• **REQUIRED WORK**
Pick out and copy every line in the entries below that contains the word "surface". Case counts.

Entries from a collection

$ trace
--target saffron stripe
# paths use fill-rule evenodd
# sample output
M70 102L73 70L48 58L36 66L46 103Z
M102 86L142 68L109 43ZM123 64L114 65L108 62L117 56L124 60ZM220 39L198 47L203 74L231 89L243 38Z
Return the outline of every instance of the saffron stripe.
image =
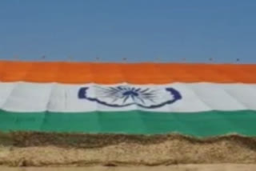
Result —
M1 82L256 83L256 65L0 62Z

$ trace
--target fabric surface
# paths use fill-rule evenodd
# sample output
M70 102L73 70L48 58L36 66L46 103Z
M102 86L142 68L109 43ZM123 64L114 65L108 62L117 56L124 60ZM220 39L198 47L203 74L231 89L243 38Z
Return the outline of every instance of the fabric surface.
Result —
M0 62L0 130L256 134L256 65Z
M256 65L0 62L2 82L256 83Z

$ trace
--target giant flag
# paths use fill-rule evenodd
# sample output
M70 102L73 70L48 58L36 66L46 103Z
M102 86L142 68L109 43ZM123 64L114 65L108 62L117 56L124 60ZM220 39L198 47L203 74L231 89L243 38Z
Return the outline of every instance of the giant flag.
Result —
M256 135L256 65L0 62L0 131Z

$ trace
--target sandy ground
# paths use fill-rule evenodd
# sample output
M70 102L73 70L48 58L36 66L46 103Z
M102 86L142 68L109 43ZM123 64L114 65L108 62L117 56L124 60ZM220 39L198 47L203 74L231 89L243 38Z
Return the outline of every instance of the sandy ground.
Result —
M15 133L0 136L0 165L6 166L256 164L255 137L238 135L197 139Z
M0 167L4 171L254 171L256 165L178 165L170 166L136 166L136 167L81 167L81 168L6 168Z

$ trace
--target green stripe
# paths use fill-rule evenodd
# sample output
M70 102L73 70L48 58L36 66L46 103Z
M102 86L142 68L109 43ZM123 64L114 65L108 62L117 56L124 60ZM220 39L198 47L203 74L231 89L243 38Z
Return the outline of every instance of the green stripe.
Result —
M14 113L0 111L2 131L158 134L208 137L237 133L256 135L256 111L201 113L91 112Z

• **PROBLEM SOLUTION**
--target fabric surface
Return the outline of every instance of the fabric surface.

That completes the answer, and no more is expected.